Problem to solve –
Find every line in the entries below that contains the word "white", and copy each one out in full. Matching is case-sensitive.

Records for the exercise –
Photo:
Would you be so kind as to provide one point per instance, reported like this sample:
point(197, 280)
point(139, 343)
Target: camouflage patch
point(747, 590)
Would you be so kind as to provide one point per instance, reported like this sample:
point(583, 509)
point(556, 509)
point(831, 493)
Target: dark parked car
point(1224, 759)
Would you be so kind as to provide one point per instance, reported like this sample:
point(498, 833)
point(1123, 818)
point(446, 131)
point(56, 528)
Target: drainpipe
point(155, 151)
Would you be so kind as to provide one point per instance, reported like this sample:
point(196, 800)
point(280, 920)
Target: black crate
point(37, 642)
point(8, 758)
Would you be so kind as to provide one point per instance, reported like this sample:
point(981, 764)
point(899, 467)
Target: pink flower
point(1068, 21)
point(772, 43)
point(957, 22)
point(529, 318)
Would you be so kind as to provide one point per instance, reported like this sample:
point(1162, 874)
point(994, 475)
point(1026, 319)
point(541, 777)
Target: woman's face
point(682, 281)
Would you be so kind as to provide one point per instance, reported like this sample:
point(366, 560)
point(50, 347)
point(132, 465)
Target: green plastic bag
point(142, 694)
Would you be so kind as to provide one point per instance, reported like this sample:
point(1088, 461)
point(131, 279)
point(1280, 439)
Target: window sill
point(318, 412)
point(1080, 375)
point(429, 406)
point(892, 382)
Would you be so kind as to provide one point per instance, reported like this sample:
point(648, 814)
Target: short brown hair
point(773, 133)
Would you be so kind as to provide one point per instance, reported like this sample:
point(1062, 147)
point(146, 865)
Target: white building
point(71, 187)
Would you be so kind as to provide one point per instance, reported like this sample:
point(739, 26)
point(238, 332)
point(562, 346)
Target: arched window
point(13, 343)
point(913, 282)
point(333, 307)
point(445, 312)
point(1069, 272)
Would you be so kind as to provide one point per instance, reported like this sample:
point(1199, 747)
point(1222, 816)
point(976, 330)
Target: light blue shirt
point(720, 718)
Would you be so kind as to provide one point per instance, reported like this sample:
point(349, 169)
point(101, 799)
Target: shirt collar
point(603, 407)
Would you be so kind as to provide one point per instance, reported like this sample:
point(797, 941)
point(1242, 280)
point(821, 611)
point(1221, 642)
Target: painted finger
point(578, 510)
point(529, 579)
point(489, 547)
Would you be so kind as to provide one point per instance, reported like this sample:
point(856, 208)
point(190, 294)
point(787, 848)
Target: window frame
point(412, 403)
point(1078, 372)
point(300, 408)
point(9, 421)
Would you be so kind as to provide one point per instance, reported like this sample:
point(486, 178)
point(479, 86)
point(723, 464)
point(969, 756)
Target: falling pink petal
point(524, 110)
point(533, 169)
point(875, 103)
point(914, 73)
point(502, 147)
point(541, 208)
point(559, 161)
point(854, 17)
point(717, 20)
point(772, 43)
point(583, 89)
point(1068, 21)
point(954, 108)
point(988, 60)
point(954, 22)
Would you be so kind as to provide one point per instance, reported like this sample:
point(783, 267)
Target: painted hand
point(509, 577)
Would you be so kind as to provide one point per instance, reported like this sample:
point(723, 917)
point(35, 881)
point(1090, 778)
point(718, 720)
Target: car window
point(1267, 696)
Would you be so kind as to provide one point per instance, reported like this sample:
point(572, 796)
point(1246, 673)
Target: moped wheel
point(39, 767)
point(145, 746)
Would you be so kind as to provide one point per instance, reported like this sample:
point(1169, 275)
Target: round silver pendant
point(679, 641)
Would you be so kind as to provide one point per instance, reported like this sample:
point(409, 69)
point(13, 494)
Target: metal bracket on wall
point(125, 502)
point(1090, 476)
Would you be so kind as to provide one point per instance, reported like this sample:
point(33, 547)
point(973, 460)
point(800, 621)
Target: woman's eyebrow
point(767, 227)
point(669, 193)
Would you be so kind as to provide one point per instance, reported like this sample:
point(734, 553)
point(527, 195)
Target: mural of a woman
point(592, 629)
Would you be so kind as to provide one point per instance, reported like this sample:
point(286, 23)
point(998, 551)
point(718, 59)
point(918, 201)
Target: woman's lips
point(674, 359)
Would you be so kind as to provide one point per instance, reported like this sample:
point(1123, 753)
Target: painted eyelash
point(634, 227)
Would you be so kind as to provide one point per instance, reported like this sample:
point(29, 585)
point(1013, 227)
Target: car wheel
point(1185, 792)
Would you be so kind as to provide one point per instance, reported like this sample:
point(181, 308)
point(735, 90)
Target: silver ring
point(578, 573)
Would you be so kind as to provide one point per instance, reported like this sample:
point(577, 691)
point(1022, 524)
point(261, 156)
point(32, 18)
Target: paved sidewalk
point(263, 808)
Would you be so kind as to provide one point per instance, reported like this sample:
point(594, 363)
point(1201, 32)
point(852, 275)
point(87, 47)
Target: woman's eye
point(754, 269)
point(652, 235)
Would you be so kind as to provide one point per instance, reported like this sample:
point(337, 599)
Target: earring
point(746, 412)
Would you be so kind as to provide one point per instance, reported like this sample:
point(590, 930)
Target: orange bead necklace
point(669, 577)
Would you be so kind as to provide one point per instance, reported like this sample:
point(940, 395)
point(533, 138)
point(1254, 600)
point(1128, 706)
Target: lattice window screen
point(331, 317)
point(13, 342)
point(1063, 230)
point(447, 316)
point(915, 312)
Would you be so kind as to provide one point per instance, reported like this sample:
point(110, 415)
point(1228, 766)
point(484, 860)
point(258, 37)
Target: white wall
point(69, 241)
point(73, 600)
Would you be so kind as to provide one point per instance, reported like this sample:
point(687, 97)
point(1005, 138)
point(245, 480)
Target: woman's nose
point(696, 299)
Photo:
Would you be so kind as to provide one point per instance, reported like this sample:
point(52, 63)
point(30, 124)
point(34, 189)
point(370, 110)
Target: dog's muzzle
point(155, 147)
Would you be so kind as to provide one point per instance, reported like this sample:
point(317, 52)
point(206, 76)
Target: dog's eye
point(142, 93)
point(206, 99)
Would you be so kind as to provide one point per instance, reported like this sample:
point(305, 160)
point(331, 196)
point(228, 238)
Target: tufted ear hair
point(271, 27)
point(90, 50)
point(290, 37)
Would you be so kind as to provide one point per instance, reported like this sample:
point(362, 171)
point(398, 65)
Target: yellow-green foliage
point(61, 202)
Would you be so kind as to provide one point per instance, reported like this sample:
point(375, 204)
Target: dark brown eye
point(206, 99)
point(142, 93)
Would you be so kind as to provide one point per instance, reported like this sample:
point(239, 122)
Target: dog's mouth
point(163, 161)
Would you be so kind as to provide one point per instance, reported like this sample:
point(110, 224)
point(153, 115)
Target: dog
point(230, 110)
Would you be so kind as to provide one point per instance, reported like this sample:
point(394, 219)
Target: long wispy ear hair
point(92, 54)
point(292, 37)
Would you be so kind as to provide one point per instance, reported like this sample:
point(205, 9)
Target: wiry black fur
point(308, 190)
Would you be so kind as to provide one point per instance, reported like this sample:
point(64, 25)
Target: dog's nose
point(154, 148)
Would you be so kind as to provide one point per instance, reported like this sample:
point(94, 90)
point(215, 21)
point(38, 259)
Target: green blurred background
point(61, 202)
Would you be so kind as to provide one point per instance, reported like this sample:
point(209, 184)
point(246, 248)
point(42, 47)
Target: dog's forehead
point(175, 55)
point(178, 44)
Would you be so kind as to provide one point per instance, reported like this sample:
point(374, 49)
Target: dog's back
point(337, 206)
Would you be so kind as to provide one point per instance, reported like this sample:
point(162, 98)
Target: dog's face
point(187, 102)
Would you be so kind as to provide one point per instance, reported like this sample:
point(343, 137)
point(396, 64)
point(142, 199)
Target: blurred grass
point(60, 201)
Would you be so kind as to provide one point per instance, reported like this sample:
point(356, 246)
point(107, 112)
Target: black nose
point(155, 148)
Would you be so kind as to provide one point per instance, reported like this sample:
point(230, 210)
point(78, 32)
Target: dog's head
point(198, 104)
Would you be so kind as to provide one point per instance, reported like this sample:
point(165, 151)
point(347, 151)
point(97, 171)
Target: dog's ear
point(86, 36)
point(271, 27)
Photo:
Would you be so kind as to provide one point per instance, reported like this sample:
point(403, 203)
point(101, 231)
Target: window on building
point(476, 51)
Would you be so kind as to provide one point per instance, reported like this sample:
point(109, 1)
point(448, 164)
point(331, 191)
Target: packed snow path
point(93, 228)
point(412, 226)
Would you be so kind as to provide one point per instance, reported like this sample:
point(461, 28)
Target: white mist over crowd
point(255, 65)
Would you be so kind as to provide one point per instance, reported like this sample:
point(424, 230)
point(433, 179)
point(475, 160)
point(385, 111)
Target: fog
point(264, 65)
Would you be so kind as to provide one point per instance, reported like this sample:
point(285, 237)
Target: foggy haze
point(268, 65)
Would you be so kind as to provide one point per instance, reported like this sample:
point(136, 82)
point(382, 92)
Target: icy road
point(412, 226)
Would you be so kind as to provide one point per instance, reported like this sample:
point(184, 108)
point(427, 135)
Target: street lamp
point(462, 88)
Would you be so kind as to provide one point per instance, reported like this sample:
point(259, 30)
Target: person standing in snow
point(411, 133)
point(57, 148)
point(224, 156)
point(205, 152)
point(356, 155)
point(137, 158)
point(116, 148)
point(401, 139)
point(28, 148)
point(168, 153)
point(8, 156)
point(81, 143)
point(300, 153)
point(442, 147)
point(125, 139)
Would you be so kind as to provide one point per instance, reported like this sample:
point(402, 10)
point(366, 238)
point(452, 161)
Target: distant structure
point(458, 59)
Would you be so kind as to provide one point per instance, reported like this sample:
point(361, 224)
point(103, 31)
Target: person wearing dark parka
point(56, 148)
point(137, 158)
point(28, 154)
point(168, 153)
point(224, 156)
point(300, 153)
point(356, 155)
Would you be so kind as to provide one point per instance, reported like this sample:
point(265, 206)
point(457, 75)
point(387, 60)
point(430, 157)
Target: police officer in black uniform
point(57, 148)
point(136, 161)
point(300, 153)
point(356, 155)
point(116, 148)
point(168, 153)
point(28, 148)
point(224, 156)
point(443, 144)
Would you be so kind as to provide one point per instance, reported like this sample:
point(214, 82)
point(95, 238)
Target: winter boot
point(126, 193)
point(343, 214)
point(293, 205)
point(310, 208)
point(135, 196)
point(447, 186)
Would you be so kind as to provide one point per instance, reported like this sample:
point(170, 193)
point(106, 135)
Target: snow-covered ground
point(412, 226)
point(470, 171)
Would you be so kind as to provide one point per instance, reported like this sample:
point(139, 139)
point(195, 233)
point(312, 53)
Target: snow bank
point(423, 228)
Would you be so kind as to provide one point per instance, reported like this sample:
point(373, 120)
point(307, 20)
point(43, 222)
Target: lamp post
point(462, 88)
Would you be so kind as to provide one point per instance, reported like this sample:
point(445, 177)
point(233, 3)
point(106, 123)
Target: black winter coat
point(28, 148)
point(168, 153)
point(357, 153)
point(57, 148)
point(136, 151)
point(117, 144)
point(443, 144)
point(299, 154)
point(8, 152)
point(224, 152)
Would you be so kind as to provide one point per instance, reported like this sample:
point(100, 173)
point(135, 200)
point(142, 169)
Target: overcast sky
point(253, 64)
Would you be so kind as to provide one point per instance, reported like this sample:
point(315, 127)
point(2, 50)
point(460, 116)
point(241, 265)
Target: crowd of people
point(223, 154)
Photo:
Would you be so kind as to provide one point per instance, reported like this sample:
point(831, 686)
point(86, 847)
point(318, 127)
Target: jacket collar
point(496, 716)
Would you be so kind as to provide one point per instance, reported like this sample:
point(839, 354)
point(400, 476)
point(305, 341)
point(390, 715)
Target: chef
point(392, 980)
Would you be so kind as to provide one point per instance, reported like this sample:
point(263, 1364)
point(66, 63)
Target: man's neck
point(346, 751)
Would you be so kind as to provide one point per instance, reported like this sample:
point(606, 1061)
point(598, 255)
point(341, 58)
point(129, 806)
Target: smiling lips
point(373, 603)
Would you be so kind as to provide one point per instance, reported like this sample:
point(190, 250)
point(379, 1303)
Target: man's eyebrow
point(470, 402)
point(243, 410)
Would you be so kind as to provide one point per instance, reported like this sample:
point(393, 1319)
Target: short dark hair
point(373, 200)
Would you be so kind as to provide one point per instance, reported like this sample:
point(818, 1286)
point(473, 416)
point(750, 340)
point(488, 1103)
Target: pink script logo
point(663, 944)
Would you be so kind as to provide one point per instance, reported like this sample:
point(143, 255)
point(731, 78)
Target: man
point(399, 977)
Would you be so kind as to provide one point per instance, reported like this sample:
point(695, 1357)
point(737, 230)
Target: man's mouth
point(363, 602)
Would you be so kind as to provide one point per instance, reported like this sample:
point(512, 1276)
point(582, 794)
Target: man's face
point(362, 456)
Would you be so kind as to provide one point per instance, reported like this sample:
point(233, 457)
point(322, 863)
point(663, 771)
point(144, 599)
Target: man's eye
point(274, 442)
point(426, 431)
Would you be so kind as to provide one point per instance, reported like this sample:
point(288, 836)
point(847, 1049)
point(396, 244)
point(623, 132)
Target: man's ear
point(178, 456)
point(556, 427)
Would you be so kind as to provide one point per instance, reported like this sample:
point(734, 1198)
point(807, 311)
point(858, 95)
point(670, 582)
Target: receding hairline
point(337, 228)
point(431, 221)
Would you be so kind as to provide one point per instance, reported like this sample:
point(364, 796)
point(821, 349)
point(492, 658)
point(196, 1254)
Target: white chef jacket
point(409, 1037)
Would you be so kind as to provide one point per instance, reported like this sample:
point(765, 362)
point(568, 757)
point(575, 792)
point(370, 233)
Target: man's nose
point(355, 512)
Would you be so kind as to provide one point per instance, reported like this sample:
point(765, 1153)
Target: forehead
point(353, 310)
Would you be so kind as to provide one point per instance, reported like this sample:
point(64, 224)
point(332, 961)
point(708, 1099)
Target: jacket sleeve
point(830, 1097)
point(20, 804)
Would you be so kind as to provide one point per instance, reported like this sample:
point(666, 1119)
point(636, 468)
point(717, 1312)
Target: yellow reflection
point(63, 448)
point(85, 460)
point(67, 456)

Exercise response –
Target: white building
Target: white wall
Target: white mist over crowd
Target: white chef jacket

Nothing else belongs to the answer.